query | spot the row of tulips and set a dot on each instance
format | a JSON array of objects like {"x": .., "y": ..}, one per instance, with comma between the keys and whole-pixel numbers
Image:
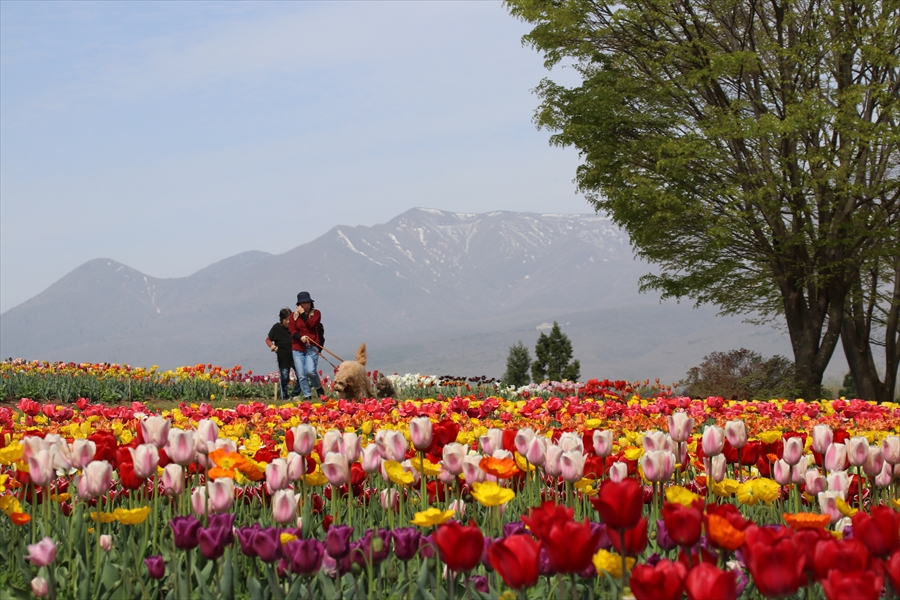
[{"x": 483, "y": 497}]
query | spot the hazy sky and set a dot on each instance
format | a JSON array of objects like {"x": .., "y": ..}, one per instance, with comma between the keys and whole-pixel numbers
[{"x": 168, "y": 136}]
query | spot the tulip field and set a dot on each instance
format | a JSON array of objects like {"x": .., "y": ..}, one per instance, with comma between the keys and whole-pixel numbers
[{"x": 568, "y": 491}]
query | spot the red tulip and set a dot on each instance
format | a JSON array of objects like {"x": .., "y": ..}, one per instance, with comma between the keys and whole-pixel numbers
[
  {"x": 460, "y": 546},
  {"x": 620, "y": 504},
  {"x": 775, "y": 561},
  {"x": 541, "y": 520},
  {"x": 571, "y": 546},
  {"x": 708, "y": 581},
  {"x": 859, "y": 585},
  {"x": 517, "y": 560},
  {"x": 845, "y": 555},
  {"x": 665, "y": 581},
  {"x": 684, "y": 524},
  {"x": 880, "y": 531},
  {"x": 635, "y": 539}
]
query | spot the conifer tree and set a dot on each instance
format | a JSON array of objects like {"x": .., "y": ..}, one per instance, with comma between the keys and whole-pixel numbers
[
  {"x": 517, "y": 365},
  {"x": 553, "y": 354}
]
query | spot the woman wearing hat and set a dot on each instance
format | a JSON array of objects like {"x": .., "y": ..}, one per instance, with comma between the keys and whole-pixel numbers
[{"x": 305, "y": 343}]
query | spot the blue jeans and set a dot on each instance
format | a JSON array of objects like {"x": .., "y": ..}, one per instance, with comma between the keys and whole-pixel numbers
[
  {"x": 285, "y": 376},
  {"x": 306, "y": 365}
]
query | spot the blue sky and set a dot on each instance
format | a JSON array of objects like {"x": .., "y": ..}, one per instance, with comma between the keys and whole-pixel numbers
[{"x": 170, "y": 135}]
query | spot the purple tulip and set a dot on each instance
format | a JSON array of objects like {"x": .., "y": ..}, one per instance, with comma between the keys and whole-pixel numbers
[
  {"x": 246, "y": 536},
  {"x": 184, "y": 532},
  {"x": 267, "y": 544},
  {"x": 337, "y": 541},
  {"x": 406, "y": 542},
  {"x": 480, "y": 584},
  {"x": 305, "y": 556},
  {"x": 156, "y": 566},
  {"x": 213, "y": 541}
]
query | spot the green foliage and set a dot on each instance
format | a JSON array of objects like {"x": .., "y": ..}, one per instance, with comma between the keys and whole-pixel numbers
[
  {"x": 749, "y": 150},
  {"x": 518, "y": 364},
  {"x": 741, "y": 374},
  {"x": 552, "y": 355}
]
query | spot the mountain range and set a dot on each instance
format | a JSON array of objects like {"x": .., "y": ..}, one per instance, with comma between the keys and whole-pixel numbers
[{"x": 430, "y": 291}]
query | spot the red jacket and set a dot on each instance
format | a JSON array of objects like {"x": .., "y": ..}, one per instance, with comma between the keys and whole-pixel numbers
[{"x": 304, "y": 325}]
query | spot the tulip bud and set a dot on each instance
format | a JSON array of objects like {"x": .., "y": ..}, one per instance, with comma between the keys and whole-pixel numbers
[
  {"x": 836, "y": 457},
  {"x": 145, "y": 458},
  {"x": 680, "y": 426},
  {"x": 522, "y": 439},
  {"x": 713, "y": 441},
  {"x": 304, "y": 439},
  {"x": 736, "y": 433},
  {"x": 371, "y": 459},
  {"x": 284, "y": 506},
  {"x": 822, "y": 438},
  {"x": 618, "y": 471},
  {"x": 603, "y": 443},
  {"x": 155, "y": 430},
  {"x": 857, "y": 450},
  {"x": 874, "y": 461},
  {"x": 453, "y": 456},
  {"x": 173, "y": 479},
  {"x": 277, "y": 475}
]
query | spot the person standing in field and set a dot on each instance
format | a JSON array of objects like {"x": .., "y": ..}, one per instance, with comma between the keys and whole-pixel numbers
[
  {"x": 304, "y": 327},
  {"x": 279, "y": 341}
]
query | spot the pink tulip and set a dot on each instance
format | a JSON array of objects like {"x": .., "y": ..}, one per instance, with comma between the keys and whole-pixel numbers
[
  {"x": 471, "y": 471},
  {"x": 536, "y": 451},
  {"x": 43, "y": 553},
  {"x": 654, "y": 440},
  {"x": 713, "y": 441},
  {"x": 618, "y": 471},
  {"x": 277, "y": 475},
  {"x": 145, "y": 458},
  {"x": 296, "y": 465},
  {"x": 781, "y": 471},
  {"x": 793, "y": 450},
  {"x": 603, "y": 443},
  {"x": 736, "y": 433},
  {"x": 173, "y": 480},
  {"x": 836, "y": 457},
  {"x": 680, "y": 426},
  {"x": 890, "y": 448},
  {"x": 552, "y": 461},
  {"x": 284, "y": 506},
  {"x": 492, "y": 441},
  {"x": 95, "y": 480},
  {"x": 874, "y": 461},
  {"x": 571, "y": 466},
  {"x": 155, "y": 430},
  {"x": 351, "y": 445},
  {"x": 336, "y": 469},
  {"x": 181, "y": 447},
  {"x": 304, "y": 439},
  {"x": 82, "y": 452},
  {"x": 453, "y": 456},
  {"x": 221, "y": 494},
  {"x": 857, "y": 451},
  {"x": 822, "y": 438},
  {"x": 522, "y": 439},
  {"x": 420, "y": 432},
  {"x": 39, "y": 587},
  {"x": 40, "y": 467},
  {"x": 371, "y": 459}
]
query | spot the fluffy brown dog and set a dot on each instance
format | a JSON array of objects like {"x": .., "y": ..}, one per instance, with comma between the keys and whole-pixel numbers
[{"x": 351, "y": 381}]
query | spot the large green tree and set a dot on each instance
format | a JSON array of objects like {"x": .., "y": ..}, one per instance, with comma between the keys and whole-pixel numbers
[
  {"x": 553, "y": 357},
  {"x": 748, "y": 147}
]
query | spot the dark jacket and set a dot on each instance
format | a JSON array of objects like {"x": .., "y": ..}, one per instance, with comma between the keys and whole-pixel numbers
[{"x": 281, "y": 337}]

» Work to be completed:
An exact copy of the records above is needed, free of pictures.

» Exercise solution:
query | spot the row of tulips and set a dot on each instance
format | a JSON array of objects like {"x": .., "y": ..}, one per instance, with comma between the keys and whole-pixel numbers
Image:
[{"x": 483, "y": 497}]
query | spot the hazy sky and set a dot on each instance
format | a JSON array of objects like {"x": .., "y": ..}, one per instance, with comma between the keys and whole-pixel numbers
[{"x": 168, "y": 136}]
query | spot the tulip field and set a dot on each instance
format | a JSON array of objects like {"x": .., "y": ..}, one per instance, with comma between the keys and whole-pixel numbers
[{"x": 568, "y": 491}]
query | spot the red tulip and set a dot on each instance
format | a JSON array of objects like {"x": .., "y": ..}, one per instance, with comma between the keys and whole-pixel numbers
[
  {"x": 460, "y": 546},
  {"x": 620, "y": 504},
  {"x": 775, "y": 561},
  {"x": 541, "y": 520},
  {"x": 571, "y": 546},
  {"x": 708, "y": 581},
  {"x": 859, "y": 585},
  {"x": 517, "y": 560},
  {"x": 845, "y": 555},
  {"x": 665, "y": 581},
  {"x": 684, "y": 524},
  {"x": 880, "y": 531},
  {"x": 635, "y": 539}
]
query | spot the conifer tree and set a dot on each instance
format | a JSON array of objects like {"x": .., "y": ..}, one per instance, with comma between the keys and whole-pixel numbers
[
  {"x": 517, "y": 365},
  {"x": 553, "y": 354}
]
query | spot the woman wearing hat and set a dot on each instance
format | a JSON array of objects like {"x": .., "y": ..}, one per instance, with comma between the keys and whole-pixel numbers
[{"x": 305, "y": 343}]
query | spot the blue jeans and set a dot on each instance
format | a JSON array of objects like {"x": .., "y": ..}, one per instance, with comma between the keys and whole-pixel numbers
[
  {"x": 285, "y": 376},
  {"x": 306, "y": 365}
]
query | spot the blue sky and set a dot on each instance
format | a JSON array of objects like {"x": .., "y": ..}, one per instance, with comma between the keys and whole-pixel numbers
[{"x": 170, "y": 135}]
query | spot the purple tulip and set a dot on each instance
format | a JSON array of objects like {"x": .., "y": ..}, one per instance, with comma between the keys and whole-pixel numbers
[
  {"x": 246, "y": 536},
  {"x": 184, "y": 532},
  {"x": 267, "y": 544},
  {"x": 337, "y": 541},
  {"x": 406, "y": 542},
  {"x": 480, "y": 584},
  {"x": 305, "y": 556},
  {"x": 156, "y": 566},
  {"x": 213, "y": 541}
]
query | spot the green foliage and set a dot on each instance
format | a JSON array of objects like {"x": .., "y": ..}, one per instance, with comma between the keys and whole-pixel numbers
[
  {"x": 749, "y": 150},
  {"x": 518, "y": 364},
  {"x": 741, "y": 374},
  {"x": 552, "y": 355}
]
query | spot the mountain range and set a dot on each instance
format | a JSON array of objects like {"x": .., "y": ..}, one per instance, with comma between the keys and whole-pixel numbers
[{"x": 430, "y": 291}]
query | spot the red jacket and set a dot on each instance
format | a JSON array of objects like {"x": .., "y": ..}, one per instance, with comma between the keys and whole-pixel numbers
[{"x": 304, "y": 325}]
query | spot the tulip bud and set a dot on each instance
format | a JSON array of objects like {"x": .., "y": ..}, one per instance, with comma between the keys and whole-pixel numbers
[
  {"x": 836, "y": 457},
  {"x": 145, "y": 458},
  {"x": 680, "y": 426},
  {"x": 522, "y": 439},
  {"x": 713, "y": 441},
  {"x": 304, "y": 439},
  {"x": 736, "y": 433},
  {"x": 371, "y": 459},
  {"x": 284, "y": 506},
  {"x": 822, "y": 438},
  {"x": 618, "y": 471},
  {"x": 603, "y": 443},
  {"x": 155, "y": 430},
  {"x": 857, "y": 450},
  {"x": 874, "y": 461},
  {"x": 453, "y": 456},
  {"x": 173, "y": 479},
  {"x": 277, "y": 475}
]
query | spot the person standing in field and set a dot on each instance
format | a JSON array of objects like {"x": .., "y": ..}, one per instance, with comma between the keys and whole-pixel numbers
[
  {"x": 304, "y": 327},
  {"x": 279, "y": 341}
]
query | spot the pink tulip and set a dot on each instance
format | a JSON array of objects like {"x": .., "y": ..}, one per instance, with comma between the keys and whole-pixel numbers
[
  {"x": 471, "y": 471},
  {"x": 536, "y": 451},
  {"x": 43, "y": 553},
  {"x": 654, "y": 440},
  {"x": 713, "y": 441},
  {"x": 618, "y": 471},
  {"x": 277, "y": 475},
  {"x": 145, "y": 458},
  {"x": 296, "y": 465},
  {"x": 781, "y": 471},
  {"x": 793, "y": 450},
  {"x": 603, "y": 443},
  {"x": 736, "y": 433},
  {"x": 173, "y": 480},
  {"x": 836, "y": 457},
  {"x": 680, "y": 426},
  {"x": 890, "y": 448},
  {"x": 552, "y": 461},
  {"x": 284, "y": 506},
  {"x": 492, "y": 441},
  {"x": 95, "y": 480},
  {"x": 874, "y": 461},
  {"x": 571, "y": 466},
  {"x": 155, "y": 430},
  {"x": 351, "y": 445},
  {"x": 336, "y": 469},
  {"x": 181, "y": 447},
  {"x": 304, "y": 439},
  {"x": 82, "y": 452},
  {"x": 453, "y": 456},
  {"x": 221, "y": 494},
  {"x": 857, "y": 451},
  {"x": 822, "y": 438},
  {"x": 522, "y": 439},
  {"x": 420, "y": 432},
  {"x": 39, "y": 587},
  {"x": 40, "y": 467},
  {"x": 371, "y": 459}
]
query | spot the fluffy brown dog and set a dot on each instance
format | a JSON array of objects like {"x": .., "y": ..}, one per instance, with comma between the keys and whole-pixel numbers
[{"x": 351, "y": 381}]
query | spot the large green tree and set a dot on each instance
format | a JSON array of objects like {"x": .., "y": ..}, one per instance, with comma between the keys and whole-pixel numbers
[
  {"x": 553, "y": 357},
  {"x": 748, "y": 147}
]
query | spot the dark jacket and set a dot on each instance
format | a JSON array of objects like {"x": .., "y": ..}, one per instance, with comma between the keys and whole-pixel numbers
[{"x": 281, "y": 337}]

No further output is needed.